» **Directive**: Put the lines of the listing from the line containing "Instruction: identify the black glove" through the line containing "258 272 270 284" into a numbered list, leaving out any blank lines.

[Start Records for this task]

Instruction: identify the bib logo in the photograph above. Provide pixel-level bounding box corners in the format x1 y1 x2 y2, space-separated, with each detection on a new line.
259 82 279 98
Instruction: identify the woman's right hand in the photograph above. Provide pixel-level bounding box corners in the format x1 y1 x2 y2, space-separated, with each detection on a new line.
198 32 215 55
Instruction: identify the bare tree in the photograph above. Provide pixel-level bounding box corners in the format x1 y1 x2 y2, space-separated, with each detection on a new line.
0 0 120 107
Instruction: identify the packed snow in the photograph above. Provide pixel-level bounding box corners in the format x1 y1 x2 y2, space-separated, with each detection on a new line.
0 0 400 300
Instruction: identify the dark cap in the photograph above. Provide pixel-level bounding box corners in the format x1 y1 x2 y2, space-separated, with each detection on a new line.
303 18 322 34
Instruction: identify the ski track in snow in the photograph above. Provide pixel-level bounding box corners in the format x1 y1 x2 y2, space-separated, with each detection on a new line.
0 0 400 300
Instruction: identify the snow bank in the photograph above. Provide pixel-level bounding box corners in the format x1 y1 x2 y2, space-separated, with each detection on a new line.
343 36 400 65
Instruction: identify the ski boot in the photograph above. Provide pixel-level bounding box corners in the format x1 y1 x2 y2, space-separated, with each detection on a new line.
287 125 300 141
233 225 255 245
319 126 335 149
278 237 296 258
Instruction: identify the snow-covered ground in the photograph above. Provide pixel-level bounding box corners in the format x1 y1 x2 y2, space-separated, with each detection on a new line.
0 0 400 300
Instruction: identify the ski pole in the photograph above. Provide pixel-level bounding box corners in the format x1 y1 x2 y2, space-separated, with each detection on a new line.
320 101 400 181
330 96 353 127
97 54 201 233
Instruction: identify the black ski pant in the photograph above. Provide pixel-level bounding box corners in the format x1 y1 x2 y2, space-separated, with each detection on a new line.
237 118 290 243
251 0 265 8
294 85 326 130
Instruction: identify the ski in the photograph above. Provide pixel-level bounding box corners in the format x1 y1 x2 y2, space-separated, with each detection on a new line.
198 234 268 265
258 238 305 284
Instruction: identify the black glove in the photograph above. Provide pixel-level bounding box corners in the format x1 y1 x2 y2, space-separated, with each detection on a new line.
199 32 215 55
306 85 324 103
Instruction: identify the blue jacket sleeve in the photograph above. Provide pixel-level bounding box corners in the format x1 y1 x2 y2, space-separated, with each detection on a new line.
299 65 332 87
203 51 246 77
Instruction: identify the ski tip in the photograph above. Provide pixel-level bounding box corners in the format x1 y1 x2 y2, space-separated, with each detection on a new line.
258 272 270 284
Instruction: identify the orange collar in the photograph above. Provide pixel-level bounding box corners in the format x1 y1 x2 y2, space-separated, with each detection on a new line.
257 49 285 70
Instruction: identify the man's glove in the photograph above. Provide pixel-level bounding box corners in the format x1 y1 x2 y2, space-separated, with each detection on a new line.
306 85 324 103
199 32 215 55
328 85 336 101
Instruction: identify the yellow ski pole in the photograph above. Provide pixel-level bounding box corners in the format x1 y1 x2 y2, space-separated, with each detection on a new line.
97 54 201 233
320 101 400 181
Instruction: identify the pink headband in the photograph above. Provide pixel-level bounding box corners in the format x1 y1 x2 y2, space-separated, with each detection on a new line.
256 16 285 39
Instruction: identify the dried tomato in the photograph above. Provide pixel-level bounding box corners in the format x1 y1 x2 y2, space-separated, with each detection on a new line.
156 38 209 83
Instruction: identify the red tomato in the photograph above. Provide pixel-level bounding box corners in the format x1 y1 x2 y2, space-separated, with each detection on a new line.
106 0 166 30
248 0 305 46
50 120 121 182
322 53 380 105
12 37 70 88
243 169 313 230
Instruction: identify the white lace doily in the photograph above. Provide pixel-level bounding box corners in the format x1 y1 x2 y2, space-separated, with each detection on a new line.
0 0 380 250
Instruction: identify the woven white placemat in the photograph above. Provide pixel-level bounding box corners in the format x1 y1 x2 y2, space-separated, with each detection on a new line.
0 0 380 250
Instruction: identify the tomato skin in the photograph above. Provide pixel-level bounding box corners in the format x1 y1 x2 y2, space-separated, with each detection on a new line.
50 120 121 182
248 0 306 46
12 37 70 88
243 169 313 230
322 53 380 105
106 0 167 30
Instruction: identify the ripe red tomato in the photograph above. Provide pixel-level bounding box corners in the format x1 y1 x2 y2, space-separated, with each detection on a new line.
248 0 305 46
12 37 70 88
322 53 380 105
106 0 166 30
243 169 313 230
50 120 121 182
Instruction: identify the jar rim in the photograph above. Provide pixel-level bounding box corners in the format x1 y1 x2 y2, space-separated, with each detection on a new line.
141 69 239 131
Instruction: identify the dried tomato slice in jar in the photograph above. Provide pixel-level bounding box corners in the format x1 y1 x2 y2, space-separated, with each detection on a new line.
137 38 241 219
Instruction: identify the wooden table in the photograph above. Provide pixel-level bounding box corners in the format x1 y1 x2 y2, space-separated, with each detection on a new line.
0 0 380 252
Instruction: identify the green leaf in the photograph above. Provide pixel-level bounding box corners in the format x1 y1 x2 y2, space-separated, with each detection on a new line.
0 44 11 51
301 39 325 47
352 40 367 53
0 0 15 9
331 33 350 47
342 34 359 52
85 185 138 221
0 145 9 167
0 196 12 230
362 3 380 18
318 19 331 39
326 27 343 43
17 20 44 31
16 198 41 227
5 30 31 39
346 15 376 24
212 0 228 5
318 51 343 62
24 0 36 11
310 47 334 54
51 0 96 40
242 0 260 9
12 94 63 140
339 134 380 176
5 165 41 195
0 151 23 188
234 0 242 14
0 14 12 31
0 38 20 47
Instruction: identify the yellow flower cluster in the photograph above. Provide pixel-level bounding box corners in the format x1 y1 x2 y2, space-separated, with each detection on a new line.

[End Records for this task]

» **Solution**:
1. Instruction: identify the black glove in the photograph above. Provide pixel-level bounding box corners in the format x1 y1 x2 y2, space-separated, with each detection on a new line.
2. 199 32 215 55
3. 306 85 324 103
4. Instruction: identify the blue jacket sleeve in the photograph above. Provide pixel-level bounding box corners in the format x1 y1 x2 y2, space-separated, with each detection on a new line.
5. 299 65 332 87
6. 203 51 246 77
7. Instruction: identify the ski tip in the photograph above. Provide pixel-level bounding box corners in the format x1 y1 x2 y2, space-separated, with each detection on a new line.
8. 258 272 270 284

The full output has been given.